WORK REQUEST
Upon reaching the line containing "Practice step: put one dot on the steel", output that line and all remaining lines exactly, through the end of the entries, and output nothing before it.

EXCERPTED RECORDS

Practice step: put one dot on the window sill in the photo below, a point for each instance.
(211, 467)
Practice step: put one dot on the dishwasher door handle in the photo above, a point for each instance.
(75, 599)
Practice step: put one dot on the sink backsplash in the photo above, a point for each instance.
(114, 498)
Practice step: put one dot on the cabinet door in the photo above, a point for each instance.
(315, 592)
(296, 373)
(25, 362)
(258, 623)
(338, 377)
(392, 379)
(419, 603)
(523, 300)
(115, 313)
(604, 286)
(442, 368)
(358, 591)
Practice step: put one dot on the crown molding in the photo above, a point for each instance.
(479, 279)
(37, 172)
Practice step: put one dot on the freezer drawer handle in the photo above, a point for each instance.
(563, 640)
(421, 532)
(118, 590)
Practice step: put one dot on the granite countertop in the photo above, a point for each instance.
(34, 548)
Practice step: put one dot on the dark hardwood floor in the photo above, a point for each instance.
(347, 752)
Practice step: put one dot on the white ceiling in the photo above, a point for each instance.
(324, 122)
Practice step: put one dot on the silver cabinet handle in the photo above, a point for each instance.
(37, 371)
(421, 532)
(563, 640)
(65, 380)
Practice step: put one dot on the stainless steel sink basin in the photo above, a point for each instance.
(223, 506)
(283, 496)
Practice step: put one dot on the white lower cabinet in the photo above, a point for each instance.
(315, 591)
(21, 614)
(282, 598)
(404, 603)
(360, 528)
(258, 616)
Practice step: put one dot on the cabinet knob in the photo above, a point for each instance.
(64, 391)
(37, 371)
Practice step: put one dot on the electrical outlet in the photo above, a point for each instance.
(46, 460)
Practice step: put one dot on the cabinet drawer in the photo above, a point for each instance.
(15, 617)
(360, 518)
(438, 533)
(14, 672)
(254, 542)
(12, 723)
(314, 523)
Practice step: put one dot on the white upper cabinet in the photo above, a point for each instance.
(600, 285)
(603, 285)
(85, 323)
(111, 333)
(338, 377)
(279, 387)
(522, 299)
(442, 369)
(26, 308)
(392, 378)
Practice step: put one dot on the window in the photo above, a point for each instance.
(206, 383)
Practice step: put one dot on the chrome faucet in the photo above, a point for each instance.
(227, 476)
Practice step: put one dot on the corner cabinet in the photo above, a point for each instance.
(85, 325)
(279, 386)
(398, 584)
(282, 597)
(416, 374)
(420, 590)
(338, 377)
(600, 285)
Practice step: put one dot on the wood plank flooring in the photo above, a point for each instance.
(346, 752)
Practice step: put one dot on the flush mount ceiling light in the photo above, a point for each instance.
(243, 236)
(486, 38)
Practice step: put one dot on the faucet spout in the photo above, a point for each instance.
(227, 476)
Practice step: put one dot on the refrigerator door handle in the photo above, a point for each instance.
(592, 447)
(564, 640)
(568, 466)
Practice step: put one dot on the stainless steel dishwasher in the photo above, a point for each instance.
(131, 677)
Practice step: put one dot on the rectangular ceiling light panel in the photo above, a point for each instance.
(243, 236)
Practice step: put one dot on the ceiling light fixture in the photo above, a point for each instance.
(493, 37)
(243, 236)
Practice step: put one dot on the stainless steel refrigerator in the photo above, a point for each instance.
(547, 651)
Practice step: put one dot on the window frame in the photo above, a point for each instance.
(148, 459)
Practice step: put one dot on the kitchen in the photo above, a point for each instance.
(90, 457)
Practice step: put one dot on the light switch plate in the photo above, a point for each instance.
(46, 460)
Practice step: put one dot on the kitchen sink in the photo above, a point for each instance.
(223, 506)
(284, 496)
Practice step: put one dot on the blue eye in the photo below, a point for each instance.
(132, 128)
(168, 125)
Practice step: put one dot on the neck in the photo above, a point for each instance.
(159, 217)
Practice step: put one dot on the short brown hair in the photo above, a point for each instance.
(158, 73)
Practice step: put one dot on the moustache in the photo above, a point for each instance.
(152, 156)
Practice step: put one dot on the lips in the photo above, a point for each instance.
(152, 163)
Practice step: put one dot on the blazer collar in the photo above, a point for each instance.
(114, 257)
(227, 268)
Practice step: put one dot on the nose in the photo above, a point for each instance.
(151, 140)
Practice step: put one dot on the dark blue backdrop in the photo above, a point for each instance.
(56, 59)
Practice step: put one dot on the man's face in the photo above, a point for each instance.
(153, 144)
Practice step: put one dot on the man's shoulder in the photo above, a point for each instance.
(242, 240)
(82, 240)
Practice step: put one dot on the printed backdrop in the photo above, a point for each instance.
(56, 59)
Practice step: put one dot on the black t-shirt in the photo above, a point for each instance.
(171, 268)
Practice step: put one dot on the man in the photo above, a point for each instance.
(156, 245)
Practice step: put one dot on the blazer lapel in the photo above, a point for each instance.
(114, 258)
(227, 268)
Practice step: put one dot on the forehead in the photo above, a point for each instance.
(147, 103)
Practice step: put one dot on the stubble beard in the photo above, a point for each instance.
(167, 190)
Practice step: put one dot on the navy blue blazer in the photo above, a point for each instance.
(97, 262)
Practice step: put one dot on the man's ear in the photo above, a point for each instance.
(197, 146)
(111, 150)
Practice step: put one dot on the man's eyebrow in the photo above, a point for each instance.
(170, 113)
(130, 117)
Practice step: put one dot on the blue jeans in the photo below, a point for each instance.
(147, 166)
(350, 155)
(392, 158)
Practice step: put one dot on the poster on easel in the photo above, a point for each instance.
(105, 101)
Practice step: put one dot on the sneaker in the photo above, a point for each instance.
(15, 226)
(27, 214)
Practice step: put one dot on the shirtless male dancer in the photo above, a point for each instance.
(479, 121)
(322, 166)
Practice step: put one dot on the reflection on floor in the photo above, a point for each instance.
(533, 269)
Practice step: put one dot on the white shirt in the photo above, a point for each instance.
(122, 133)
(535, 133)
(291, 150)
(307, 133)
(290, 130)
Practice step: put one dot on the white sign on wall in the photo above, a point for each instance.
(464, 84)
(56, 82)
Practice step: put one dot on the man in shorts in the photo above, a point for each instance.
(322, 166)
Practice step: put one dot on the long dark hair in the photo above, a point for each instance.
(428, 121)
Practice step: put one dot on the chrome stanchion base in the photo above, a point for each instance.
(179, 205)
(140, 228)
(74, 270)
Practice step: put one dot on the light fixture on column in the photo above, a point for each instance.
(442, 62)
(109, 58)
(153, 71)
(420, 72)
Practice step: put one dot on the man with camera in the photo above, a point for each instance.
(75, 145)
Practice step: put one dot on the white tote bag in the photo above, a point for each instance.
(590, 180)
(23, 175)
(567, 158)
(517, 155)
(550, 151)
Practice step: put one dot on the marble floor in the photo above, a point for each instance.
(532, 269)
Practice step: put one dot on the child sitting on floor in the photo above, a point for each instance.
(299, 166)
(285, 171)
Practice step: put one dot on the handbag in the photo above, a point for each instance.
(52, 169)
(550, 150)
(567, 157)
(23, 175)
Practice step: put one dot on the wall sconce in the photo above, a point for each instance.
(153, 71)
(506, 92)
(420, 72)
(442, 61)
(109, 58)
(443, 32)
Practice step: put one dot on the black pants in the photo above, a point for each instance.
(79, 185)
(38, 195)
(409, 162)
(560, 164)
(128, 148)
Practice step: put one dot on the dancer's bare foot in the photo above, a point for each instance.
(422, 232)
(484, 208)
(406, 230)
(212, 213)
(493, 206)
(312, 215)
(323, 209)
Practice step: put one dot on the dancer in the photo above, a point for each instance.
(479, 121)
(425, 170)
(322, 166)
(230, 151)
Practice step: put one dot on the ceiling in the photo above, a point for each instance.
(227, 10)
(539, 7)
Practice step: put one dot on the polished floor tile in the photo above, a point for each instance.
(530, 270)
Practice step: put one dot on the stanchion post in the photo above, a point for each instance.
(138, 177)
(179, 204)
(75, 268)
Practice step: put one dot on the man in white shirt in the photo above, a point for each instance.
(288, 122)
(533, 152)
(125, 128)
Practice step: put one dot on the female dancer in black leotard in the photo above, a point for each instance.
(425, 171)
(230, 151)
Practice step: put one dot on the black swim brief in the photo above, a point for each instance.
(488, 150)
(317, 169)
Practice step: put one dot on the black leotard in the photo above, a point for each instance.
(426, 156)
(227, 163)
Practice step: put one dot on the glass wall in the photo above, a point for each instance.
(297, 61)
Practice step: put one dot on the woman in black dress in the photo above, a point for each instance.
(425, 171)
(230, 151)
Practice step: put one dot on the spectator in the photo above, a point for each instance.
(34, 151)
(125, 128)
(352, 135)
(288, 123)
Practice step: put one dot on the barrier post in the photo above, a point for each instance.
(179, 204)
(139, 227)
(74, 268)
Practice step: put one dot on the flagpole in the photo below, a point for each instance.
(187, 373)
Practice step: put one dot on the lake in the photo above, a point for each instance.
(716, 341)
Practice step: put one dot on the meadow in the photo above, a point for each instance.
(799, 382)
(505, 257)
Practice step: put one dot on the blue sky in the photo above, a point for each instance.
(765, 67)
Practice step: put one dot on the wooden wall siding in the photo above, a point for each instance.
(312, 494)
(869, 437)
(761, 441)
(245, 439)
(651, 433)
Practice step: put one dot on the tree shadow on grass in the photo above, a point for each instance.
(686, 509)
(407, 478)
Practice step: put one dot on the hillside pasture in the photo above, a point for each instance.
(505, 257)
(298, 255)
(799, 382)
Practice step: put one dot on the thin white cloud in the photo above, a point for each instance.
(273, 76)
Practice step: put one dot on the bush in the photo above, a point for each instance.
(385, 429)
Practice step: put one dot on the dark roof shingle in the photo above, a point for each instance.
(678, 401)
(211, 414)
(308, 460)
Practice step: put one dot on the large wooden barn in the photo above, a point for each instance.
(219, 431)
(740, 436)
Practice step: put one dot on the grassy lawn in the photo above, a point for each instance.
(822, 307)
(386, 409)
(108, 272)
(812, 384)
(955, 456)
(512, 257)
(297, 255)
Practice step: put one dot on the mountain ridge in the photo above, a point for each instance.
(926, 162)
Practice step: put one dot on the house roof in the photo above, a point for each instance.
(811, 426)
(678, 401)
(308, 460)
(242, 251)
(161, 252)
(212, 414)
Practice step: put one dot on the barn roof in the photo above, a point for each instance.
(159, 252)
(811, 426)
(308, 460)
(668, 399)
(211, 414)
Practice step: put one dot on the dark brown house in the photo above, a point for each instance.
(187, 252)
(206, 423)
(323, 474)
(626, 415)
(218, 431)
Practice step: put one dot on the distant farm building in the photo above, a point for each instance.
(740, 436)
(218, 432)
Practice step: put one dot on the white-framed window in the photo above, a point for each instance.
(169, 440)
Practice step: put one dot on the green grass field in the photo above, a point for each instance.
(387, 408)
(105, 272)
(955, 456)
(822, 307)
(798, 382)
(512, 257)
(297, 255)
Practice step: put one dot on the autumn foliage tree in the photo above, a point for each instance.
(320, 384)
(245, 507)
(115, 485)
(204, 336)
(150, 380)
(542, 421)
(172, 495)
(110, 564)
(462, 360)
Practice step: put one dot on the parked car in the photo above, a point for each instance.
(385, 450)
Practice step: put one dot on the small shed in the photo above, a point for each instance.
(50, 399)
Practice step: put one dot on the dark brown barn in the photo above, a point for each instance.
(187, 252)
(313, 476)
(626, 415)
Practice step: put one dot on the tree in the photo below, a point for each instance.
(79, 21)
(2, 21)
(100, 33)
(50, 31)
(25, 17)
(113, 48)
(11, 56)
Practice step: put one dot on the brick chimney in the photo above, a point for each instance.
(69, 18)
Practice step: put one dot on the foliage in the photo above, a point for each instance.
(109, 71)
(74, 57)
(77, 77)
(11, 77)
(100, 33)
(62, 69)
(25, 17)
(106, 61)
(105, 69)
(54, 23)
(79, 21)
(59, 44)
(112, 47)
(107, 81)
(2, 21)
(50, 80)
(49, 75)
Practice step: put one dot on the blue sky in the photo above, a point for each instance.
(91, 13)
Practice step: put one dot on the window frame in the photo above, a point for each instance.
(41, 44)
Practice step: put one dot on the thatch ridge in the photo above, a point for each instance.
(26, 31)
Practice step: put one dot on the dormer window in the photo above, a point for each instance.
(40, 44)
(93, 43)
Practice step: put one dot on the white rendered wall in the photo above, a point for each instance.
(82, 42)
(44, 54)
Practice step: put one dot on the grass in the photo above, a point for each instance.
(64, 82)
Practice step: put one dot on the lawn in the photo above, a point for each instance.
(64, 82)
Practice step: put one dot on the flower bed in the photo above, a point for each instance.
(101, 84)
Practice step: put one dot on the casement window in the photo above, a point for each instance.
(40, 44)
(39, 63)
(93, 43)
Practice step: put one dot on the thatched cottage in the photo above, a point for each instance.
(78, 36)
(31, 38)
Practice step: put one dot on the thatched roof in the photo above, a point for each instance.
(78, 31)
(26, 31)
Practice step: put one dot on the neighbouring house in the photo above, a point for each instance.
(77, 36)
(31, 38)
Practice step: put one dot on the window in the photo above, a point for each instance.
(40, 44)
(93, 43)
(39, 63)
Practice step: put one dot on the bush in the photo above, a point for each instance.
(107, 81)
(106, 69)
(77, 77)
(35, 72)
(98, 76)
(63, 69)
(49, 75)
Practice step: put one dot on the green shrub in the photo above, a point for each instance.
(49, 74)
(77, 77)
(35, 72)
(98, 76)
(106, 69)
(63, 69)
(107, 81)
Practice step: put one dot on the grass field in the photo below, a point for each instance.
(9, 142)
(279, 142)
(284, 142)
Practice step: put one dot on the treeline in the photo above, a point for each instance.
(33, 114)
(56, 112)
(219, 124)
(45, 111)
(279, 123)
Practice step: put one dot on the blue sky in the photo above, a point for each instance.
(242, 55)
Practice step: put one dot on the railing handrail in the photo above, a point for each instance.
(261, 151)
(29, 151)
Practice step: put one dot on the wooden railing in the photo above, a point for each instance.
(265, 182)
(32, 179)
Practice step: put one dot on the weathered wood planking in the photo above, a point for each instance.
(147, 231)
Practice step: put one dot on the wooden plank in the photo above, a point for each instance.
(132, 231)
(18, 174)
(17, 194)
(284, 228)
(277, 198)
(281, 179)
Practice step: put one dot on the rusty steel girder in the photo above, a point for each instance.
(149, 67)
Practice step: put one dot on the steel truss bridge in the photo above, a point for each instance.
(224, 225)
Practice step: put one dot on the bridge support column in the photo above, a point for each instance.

OUTPUT OF THE TASK
Practice step: put one dot on the steel truss bridge in the photo above, a point for each instance.
(224, 225)
Practice step: put one dot on the bridge support column in the photo above, a point for each instance.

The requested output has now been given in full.